• [ABOUT THIS EXERCISE] With the line containing "Phrase: gravel ground" as the start and the line containing "panel with a dot." as the end, transcribe that span of the entries below exactly, including both.

——

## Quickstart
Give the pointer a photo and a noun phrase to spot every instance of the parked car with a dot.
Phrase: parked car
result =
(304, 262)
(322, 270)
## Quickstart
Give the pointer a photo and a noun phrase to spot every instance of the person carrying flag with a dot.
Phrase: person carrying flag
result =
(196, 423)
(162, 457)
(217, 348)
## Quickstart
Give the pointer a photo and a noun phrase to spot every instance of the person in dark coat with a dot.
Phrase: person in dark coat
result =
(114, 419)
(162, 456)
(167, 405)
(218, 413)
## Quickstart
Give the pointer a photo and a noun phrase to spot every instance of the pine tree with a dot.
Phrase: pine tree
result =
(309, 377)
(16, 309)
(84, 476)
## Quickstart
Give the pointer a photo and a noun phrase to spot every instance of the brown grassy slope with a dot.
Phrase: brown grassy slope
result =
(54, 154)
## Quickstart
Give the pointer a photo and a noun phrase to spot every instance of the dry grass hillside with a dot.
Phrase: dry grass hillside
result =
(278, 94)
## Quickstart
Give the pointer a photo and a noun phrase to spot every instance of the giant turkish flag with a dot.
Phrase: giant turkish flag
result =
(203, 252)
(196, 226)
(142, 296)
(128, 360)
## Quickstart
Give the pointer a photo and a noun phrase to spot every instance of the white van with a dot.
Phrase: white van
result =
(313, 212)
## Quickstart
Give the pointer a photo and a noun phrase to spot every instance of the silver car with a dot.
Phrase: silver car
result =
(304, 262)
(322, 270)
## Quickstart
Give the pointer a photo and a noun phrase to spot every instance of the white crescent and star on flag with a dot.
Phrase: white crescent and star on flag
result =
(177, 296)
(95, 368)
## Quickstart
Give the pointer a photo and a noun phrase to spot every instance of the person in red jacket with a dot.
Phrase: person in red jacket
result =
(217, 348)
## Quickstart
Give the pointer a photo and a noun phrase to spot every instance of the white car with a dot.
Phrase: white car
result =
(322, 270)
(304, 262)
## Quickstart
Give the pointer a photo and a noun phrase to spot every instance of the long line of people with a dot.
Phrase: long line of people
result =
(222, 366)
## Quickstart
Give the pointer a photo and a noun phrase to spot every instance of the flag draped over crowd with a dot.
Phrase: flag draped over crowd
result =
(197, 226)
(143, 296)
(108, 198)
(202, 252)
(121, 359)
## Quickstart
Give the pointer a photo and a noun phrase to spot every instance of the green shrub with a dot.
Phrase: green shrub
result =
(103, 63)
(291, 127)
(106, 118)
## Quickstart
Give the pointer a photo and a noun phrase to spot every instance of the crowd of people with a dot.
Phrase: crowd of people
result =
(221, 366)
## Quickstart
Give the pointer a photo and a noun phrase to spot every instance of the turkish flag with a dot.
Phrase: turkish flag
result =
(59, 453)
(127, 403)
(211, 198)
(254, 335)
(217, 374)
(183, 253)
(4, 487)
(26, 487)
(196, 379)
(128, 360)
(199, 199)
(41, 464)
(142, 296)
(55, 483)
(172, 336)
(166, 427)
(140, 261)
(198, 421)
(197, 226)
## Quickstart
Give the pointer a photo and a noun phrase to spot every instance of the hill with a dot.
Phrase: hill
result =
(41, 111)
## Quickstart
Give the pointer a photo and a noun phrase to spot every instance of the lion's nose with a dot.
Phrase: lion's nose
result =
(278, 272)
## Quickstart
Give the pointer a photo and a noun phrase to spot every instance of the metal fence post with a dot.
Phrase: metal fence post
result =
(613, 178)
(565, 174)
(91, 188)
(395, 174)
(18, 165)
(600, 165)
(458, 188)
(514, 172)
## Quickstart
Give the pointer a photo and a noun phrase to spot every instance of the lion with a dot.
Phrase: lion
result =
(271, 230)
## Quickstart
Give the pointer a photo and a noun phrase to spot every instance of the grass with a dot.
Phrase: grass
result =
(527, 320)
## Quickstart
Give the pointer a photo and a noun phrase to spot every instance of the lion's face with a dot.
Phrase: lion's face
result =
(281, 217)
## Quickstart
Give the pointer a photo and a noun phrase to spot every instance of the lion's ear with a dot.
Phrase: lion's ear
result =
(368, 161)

——

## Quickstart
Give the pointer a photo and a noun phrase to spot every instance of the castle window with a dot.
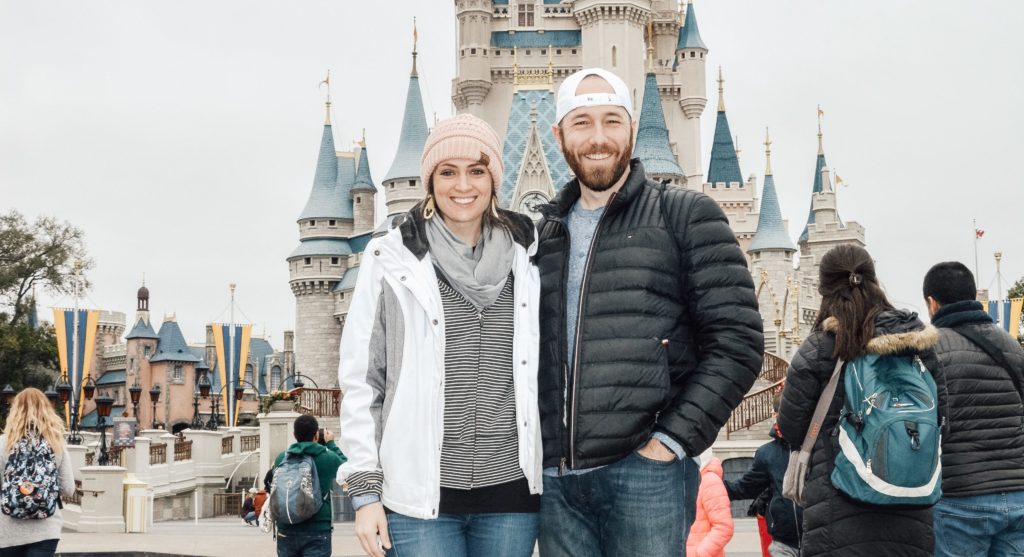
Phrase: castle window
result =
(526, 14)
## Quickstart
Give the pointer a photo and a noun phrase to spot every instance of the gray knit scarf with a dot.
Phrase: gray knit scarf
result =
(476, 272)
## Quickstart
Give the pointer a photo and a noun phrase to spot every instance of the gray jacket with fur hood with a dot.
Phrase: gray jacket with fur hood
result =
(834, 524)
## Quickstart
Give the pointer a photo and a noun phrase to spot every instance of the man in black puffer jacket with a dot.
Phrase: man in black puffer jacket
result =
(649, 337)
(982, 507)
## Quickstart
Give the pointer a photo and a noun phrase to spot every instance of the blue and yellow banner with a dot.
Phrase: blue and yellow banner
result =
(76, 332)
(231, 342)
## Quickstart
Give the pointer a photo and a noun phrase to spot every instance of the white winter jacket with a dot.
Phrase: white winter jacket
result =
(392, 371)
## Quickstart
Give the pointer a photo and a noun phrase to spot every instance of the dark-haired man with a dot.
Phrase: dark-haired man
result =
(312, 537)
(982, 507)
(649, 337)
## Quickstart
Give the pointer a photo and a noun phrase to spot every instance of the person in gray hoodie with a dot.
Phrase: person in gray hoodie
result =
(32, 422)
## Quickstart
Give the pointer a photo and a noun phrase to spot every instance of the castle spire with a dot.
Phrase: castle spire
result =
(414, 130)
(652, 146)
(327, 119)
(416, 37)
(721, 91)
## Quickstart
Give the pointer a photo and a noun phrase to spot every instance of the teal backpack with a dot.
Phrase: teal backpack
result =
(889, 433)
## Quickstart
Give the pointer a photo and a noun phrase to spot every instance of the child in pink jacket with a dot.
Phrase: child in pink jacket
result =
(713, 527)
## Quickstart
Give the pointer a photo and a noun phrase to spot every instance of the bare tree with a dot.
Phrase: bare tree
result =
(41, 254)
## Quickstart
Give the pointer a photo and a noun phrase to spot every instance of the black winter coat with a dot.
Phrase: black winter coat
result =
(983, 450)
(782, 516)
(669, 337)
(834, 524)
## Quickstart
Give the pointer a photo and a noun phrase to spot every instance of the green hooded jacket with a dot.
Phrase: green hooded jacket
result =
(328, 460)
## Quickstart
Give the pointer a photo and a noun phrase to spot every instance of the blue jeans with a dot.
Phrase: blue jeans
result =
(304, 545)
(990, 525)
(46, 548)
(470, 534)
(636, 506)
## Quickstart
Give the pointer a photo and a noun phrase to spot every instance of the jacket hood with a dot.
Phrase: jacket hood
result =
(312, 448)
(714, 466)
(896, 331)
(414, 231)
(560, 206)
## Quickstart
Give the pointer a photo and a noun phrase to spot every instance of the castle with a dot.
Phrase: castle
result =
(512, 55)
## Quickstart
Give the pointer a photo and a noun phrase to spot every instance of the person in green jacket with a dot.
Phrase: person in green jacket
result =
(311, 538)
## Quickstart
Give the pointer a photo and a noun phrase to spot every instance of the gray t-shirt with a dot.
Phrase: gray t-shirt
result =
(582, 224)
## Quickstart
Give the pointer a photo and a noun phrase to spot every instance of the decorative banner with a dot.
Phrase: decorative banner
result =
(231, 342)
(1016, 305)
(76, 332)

——

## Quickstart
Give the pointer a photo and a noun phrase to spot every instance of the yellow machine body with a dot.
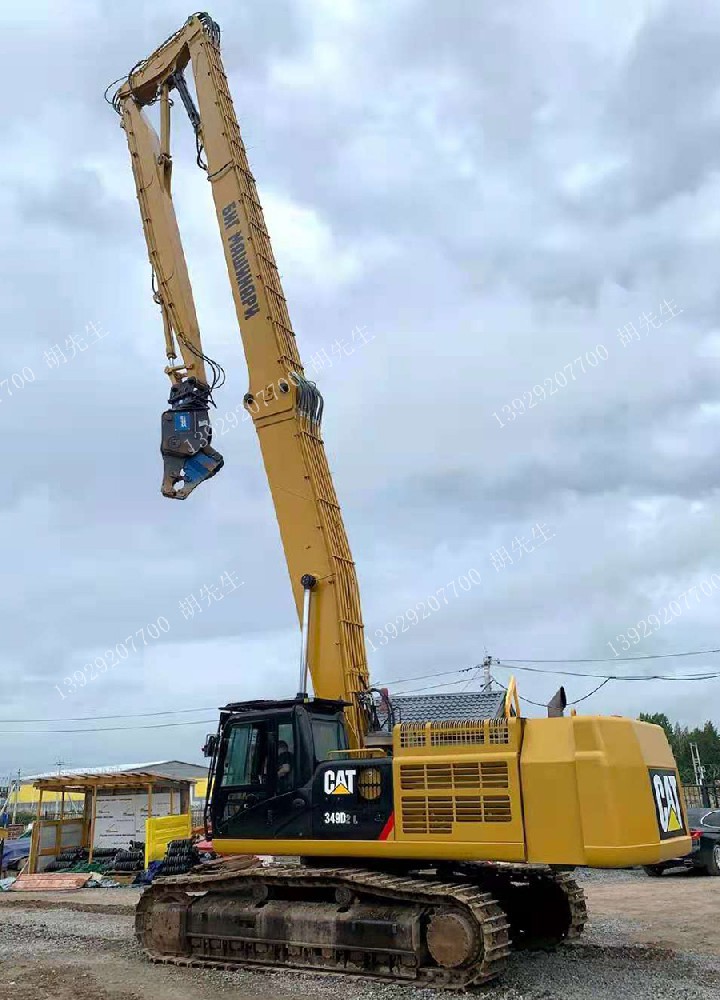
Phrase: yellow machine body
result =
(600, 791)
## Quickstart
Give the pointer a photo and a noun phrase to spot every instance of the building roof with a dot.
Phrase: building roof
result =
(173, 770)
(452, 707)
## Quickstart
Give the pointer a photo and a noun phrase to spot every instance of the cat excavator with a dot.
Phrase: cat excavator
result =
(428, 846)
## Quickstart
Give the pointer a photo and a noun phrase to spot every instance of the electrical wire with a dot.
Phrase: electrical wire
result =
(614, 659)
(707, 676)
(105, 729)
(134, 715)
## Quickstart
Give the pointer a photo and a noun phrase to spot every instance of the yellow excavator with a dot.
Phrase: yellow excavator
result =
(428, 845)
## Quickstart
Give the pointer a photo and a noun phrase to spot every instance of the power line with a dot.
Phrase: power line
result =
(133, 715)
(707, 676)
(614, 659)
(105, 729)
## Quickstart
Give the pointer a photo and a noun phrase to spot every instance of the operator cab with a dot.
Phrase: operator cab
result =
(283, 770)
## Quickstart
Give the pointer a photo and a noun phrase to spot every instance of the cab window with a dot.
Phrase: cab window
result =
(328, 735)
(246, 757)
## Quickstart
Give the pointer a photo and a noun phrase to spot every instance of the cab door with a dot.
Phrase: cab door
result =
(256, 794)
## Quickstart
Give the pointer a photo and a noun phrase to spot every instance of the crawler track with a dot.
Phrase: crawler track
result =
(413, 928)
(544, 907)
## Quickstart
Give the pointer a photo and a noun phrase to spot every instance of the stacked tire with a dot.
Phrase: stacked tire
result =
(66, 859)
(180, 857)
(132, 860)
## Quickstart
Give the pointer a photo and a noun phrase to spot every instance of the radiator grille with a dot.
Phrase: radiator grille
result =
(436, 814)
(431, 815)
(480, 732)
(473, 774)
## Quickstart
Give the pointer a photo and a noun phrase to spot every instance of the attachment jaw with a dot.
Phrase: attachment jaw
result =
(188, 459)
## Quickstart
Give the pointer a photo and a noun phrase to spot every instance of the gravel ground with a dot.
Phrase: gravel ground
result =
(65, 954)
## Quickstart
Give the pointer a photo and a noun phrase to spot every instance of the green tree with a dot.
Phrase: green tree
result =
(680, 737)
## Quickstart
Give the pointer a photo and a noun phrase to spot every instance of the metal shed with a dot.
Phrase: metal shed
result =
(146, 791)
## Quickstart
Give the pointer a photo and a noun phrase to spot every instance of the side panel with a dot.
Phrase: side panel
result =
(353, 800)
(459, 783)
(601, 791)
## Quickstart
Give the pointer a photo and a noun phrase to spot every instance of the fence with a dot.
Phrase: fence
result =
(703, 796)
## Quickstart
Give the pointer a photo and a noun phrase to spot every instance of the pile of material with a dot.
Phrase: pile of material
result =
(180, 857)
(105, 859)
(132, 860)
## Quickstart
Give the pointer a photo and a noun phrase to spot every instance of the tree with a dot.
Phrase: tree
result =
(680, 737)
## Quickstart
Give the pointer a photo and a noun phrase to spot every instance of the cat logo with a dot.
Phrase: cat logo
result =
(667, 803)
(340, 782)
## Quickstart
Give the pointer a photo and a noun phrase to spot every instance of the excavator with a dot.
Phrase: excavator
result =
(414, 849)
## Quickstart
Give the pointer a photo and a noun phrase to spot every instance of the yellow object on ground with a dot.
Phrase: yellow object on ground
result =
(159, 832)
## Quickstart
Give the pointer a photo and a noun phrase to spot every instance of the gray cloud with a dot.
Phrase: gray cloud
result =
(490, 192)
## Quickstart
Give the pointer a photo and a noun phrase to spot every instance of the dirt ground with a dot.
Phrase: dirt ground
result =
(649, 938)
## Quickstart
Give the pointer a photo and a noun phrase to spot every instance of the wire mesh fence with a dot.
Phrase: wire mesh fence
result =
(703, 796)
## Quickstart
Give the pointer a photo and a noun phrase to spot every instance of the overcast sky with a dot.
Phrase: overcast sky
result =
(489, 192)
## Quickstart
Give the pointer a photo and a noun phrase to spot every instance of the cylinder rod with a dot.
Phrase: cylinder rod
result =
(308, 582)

——

• [TASK ANSWER]
Phrase: gravel ground
result =
(65, 954)
## Quickstart
Give the pointer a photo and a noun phrase to spot every instance of the green tree with a dot.
Phrase: green tree
result =
(680, 737)
## Quickstart
Give the pointer a photo and a noun phrase to spot every instance of the metal shed with a dot.
Phrase: metal shed
result =
(146, 791)
## Quickstart
Give the pointer a photo and a noun phrase to spot every instance of the side panel with a dot.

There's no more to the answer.